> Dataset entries

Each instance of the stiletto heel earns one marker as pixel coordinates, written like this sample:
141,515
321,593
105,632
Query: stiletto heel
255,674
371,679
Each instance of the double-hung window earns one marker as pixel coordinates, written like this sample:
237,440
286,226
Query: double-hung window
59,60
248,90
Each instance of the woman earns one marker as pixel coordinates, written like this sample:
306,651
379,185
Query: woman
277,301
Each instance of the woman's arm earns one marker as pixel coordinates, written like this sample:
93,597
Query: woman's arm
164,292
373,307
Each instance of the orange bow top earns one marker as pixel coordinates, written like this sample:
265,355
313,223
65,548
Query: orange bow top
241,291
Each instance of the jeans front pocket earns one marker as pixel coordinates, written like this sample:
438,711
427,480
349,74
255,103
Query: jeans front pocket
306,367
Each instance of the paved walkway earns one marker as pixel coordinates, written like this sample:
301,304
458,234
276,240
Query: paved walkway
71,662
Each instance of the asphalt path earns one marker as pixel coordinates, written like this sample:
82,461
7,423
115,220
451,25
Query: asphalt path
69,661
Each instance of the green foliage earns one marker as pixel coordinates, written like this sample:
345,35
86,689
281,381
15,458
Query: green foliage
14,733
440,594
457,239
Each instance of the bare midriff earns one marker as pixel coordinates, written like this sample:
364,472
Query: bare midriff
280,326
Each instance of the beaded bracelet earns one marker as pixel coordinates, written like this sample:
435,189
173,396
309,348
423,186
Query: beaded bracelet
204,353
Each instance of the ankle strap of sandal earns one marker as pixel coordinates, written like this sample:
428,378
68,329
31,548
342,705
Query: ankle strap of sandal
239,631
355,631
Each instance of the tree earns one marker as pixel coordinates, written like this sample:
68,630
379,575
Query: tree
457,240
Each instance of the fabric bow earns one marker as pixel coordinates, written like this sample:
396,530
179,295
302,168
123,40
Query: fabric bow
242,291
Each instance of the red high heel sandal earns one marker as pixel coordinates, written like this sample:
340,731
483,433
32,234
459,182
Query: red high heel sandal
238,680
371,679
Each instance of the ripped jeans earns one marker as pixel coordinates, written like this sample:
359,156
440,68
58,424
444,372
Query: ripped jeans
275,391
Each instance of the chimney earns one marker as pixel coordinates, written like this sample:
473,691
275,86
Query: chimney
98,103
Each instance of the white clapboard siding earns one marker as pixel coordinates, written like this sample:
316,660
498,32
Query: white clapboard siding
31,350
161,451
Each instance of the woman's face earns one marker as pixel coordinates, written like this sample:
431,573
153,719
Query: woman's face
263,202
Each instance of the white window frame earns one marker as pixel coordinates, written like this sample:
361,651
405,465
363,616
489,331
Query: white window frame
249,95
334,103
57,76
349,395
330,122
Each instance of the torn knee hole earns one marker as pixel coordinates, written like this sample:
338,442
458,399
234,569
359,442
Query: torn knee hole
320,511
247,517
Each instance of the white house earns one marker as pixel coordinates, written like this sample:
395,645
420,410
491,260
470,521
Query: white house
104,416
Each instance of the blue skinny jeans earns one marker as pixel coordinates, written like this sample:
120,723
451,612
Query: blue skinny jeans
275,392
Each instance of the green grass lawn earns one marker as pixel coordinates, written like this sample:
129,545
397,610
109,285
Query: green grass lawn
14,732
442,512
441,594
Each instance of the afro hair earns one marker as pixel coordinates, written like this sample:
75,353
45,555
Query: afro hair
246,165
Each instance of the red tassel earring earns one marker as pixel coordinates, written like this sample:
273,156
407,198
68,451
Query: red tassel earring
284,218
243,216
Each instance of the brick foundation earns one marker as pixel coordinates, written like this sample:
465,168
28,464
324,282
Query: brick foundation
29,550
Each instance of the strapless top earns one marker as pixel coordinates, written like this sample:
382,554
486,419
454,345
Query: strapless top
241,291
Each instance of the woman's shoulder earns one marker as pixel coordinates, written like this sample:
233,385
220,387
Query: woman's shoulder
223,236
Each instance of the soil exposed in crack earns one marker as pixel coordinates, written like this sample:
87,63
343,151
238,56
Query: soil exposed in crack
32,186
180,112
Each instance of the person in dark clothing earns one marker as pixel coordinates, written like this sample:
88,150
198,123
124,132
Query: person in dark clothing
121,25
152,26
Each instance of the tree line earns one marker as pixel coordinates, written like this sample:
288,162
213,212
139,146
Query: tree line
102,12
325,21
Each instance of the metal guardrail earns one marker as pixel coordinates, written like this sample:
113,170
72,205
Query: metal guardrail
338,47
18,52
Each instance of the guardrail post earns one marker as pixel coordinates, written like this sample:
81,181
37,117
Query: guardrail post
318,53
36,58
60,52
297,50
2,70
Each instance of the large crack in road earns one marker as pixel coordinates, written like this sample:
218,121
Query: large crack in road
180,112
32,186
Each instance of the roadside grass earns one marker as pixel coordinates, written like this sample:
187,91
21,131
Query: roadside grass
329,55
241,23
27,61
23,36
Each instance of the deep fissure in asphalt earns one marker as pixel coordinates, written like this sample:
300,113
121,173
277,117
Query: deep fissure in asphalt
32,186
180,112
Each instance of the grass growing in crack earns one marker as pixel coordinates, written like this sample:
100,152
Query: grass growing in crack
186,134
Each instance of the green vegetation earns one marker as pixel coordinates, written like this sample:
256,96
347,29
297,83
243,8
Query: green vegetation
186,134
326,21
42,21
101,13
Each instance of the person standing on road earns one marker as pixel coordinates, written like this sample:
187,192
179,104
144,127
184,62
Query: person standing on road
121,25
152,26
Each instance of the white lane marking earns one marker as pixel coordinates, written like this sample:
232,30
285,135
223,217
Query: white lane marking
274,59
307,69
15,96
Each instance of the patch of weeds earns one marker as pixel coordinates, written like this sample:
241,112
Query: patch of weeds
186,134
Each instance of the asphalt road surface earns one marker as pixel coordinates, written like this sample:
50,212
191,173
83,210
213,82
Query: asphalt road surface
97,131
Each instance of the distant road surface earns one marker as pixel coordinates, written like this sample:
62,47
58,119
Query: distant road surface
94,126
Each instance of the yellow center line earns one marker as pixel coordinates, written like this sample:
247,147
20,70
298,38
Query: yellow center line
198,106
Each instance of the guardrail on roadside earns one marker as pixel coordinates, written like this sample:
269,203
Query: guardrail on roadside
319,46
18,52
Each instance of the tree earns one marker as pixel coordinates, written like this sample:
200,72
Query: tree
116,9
* * *
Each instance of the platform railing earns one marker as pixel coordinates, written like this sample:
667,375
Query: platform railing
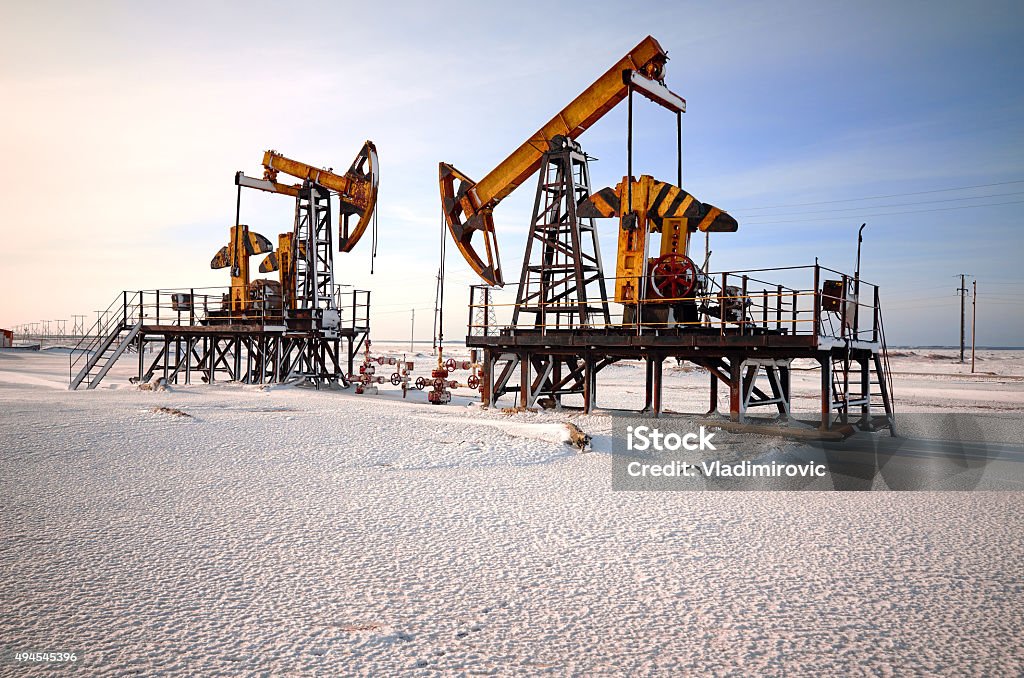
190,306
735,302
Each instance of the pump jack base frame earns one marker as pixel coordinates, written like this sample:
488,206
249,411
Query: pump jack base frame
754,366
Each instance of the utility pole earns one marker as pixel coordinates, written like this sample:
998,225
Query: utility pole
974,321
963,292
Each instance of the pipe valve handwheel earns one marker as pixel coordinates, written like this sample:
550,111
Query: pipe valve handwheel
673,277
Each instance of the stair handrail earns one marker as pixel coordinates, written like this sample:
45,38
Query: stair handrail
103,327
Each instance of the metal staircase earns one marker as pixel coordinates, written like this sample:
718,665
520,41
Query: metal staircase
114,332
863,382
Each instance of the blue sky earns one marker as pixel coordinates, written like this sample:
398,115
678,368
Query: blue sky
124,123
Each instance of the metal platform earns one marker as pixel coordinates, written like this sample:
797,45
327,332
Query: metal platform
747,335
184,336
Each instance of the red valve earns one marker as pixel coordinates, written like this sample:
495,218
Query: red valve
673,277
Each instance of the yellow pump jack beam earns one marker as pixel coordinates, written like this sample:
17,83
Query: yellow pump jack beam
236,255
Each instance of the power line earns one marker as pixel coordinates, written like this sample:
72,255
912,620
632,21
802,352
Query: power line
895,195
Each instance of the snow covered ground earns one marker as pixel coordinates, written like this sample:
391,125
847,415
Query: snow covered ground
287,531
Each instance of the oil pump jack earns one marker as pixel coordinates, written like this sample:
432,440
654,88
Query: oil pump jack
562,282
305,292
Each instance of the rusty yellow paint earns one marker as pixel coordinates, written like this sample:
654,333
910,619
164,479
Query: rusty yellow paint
...
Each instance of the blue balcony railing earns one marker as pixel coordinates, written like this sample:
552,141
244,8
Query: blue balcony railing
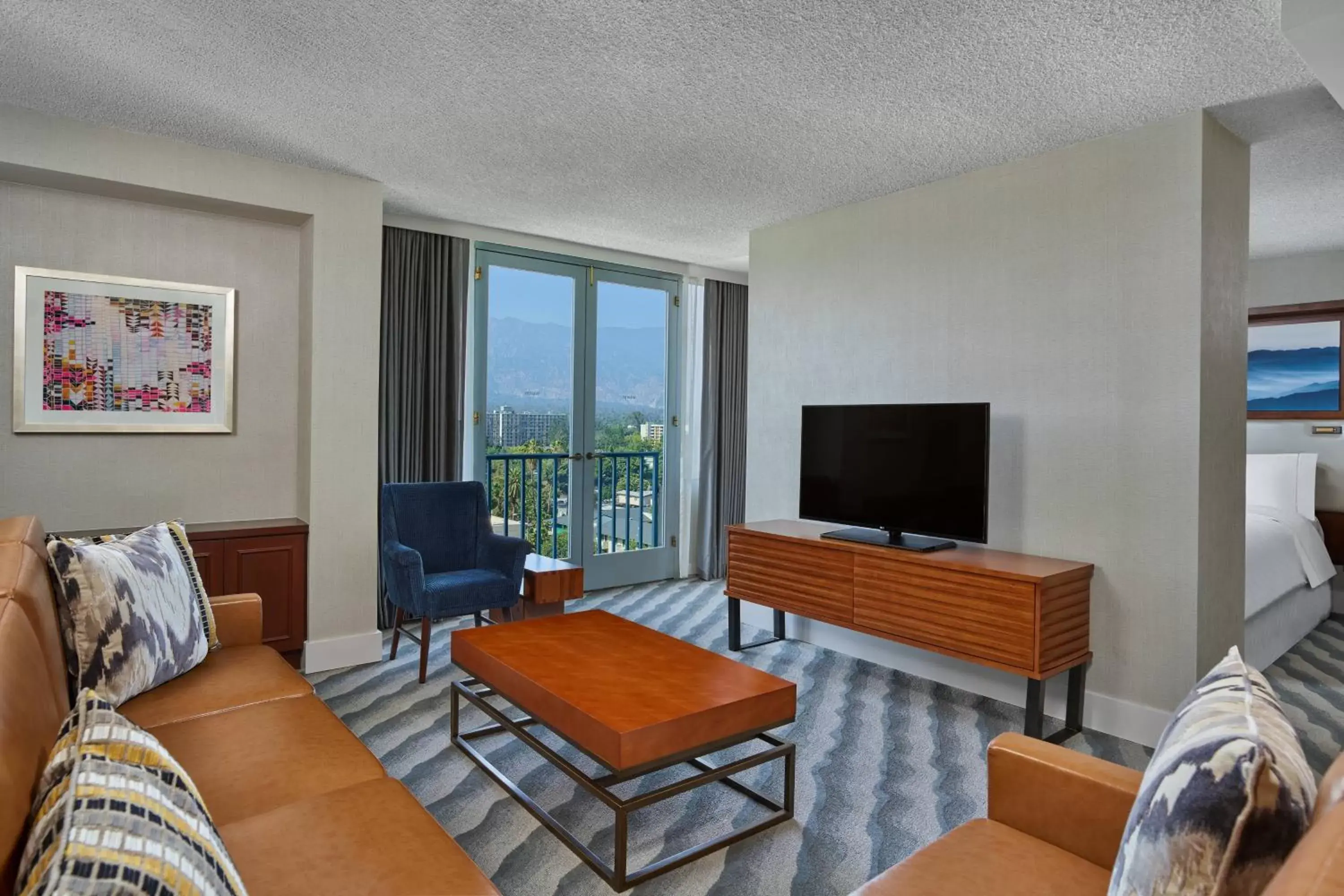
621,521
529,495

> What you should do
For every line above that includes the string "rusty", copy the line.

> Solution to this task
Each instance of the rusty yellow paint earns one marker as pixel coordinates, written like this sample:
Query: rusty yellow paint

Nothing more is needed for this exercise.